● Brano fornito
L'indice di Shapley associa al giocatore i contributi marginali che esso porta a ogni coalizione, pesati secondo un certo coefficiente. Il quale ha un'interpretazione probabilistica interessante. Supponendo che i giocatori decidano di trovarsi per giocare, in un certo luogo e a una data ora, il coefficiente [(a−1)!(n−a)!]/n! rappresenta la probabilità che i al suo arrivo trovi gli altri giocatori della coalizione A, e solo loro.
Shapley ha caratterizzato l'indice che oggi prende il suo nome col metodo assiomatico, cui abbiamo già fatto un cenno. Egli assume che una soluzione di un gioco cooperativo debba essere efficiente, avere una certa proprietà di simmetria, non dare nulla ai giocatori che non contribuiscono mai al benessere di una coalizione, e che sia additiva. Quest'ultima proprietà appare un po' arbitraria dal punto di vista del modello, il che giustifica tentativi successivi di proporre altri assiomi caratterizzanti l'indice di Shapley.
Nel gioco di maggioranza semplice fra tre giocatori, l'indice di Shapley propone (1/3,1/3,1/3), come appare chiaro dalla simmetria dei tre giocatori. Nel gioco dei guanti invece la soluzione è (1/4,7/12,7/12,7/12). Certamente questa soluzione presenta caratteristiche interessanti: tiene conto del fatto che c'è un eccesso di offerta di guanti sinistri, il che rende un po' più debole degli altri il giocatore uno. Il secondo non ne risente, perché da una parte potrebbe riportare la situazione simmetrica, buttando via un guanto, dall'altra può sfruttare il fatto di poter soddisfare da solo la domanda dei giocatori col guanto destro. Questo mostra che il valore tiene conto di altri aspetti, ignorati dal nucleo.

● Consegna
Continua il brano sull'indice di Shapley dal punto in cui termina. Le righe che seguono non hanno alcun ruolo in questo lavoro.

● Materiale estratto

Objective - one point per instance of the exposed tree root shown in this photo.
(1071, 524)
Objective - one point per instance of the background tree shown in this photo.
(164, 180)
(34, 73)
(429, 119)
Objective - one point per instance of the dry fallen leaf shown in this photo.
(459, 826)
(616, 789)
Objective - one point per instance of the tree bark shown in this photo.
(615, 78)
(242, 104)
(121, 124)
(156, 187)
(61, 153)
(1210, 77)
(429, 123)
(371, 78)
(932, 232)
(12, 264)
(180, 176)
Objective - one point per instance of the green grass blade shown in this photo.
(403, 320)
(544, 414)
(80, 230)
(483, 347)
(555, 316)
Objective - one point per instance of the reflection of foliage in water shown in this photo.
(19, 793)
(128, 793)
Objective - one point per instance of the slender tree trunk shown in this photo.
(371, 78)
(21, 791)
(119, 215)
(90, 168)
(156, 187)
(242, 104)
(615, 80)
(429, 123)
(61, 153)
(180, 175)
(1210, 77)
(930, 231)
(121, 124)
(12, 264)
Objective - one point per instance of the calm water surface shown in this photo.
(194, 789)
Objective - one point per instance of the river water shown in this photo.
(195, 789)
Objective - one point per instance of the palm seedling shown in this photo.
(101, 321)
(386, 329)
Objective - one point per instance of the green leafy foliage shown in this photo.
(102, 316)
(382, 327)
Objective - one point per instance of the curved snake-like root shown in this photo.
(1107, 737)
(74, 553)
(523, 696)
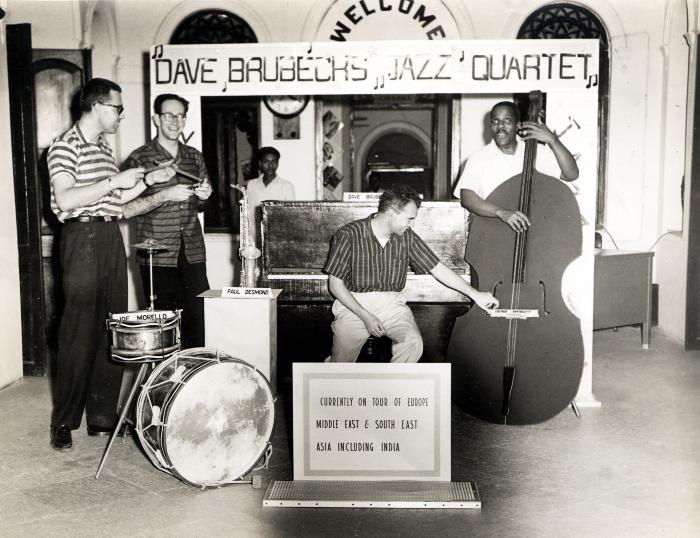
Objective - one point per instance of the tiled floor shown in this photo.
(629, 468)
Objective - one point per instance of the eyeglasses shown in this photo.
(119, 108)
(168, 116)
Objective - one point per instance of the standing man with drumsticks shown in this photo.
(87, 195)
(179, 273)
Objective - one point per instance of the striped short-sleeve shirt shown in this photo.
(87, 163)
(171, 222)
(360, 261)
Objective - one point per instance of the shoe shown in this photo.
(61, 437)
(94, 431)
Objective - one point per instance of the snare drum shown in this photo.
(144, 334)
(205, 417)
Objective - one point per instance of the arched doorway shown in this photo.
(230, 126)
(572, 21)
(395, 152)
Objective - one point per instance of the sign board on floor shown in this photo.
(372, 422)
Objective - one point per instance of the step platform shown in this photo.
(359, 494)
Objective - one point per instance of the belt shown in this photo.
(90, 218)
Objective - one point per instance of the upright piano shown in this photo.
(295, 241)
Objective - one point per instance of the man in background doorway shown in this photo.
(168, 214)
(268, 186)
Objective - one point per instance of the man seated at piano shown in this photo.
(367, 268)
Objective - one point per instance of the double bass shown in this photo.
(522, 363)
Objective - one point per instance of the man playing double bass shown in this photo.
(523, 364)
(502, 159)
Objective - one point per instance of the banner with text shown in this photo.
(368, 421)
(363, 67)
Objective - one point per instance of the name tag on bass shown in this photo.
(514, 313)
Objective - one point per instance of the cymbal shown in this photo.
(150, 244)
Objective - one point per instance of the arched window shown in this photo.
(212, 26)
(230, 139)
(570, 21)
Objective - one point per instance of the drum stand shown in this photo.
(125, 410)
(151, 246)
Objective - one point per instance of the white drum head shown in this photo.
(219, 423)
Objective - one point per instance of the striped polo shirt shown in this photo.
(360, 261)
(171, 223)
(88, 163)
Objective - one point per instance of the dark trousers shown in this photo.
(95, 285)
(177, 288)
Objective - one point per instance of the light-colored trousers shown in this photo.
(350, 333)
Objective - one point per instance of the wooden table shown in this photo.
(622, 290)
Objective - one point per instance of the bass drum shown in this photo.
(205, 417)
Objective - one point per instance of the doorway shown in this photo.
(401, 139)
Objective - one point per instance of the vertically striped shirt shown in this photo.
(360, 261)
(171, 222)
(88, 163)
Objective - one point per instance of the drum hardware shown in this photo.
(150, 245)
(206, 418)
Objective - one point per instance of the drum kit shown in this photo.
(202, 416)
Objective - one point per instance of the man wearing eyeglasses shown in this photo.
(167, 212)
(87, 195)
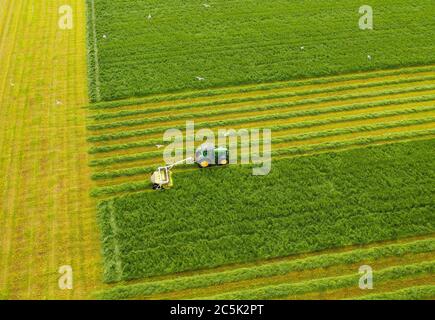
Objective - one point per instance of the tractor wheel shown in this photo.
(203, 164)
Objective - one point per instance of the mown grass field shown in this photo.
(47, 218)
(169, 44)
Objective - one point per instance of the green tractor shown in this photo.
(207, 154)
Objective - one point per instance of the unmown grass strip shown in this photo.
(412, 293)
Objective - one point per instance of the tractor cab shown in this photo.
(207, 154)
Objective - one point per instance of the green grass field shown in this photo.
(226, 215)
(249, 41)
(352, 115)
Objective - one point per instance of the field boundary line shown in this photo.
(245, 88)
(95, 47)
(117, 251)
(410, 293)
(266, 270)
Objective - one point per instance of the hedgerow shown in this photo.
(226, 215)
(331, 283)
(267, 270)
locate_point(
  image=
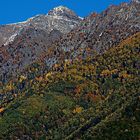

● Soluzione
L'indice di Shapley ha applicazioni importanti anche nei giochi semplici. Come esempio, si può pensare all'analisi della composizione di un'assemblea parlamentare, come il Parlamento europeo o il Congresso negli Stati Uniti. Il problema fondamentale in questi casi è come ripartire i seggi fra i vari stati. È un merito della teoria dei giochi aver chiarito una volta per sempre che non esiste un metodo equo, corretto e praticabile in tutte le situazioni possibili.
Pertanto diventa prezioso cercare di stabilire che forza abbia un giocatore (uno stato), assegnandogli un certo numero di seggi a priori. Chiaramente, non è possibile dare un indicatore certo e definitivo della forza di un singolo giocatore, ma avere un indice ragionevole può essere estremamente utile. Quello di Shapley è forse il più noto e il più utilizzato, ma ne esistono altri (di Banzhaf, di Banzhaf-Coleman, di Owen). L'indice di Shapley è stato utilizzato in moltissime applicazioni, per citarne qualcuna per calcolare le tariffe di atterraggio in un aeroporto, per suddividere i costi telefonici fra i vari gruppi in un'università o i costi di un acquedotto alle varie municipalità che lo utilizzano, per tentare di identificare quali geni possano essere responsabili dell'insorgenza di una malattia tumorale.
Esistono molti altri concetti di soluzione, che qui nominiamo appena. Innanzitutto, l'idea di insieme stabile, che è quella originale sviluppata da von Neumann-Morgenstern nel loro libro citato. Poi quelle di bargaining set, prekernel e kernel nonché, per il caso dei giochi NTU, i valori Shapley e Harsanyi.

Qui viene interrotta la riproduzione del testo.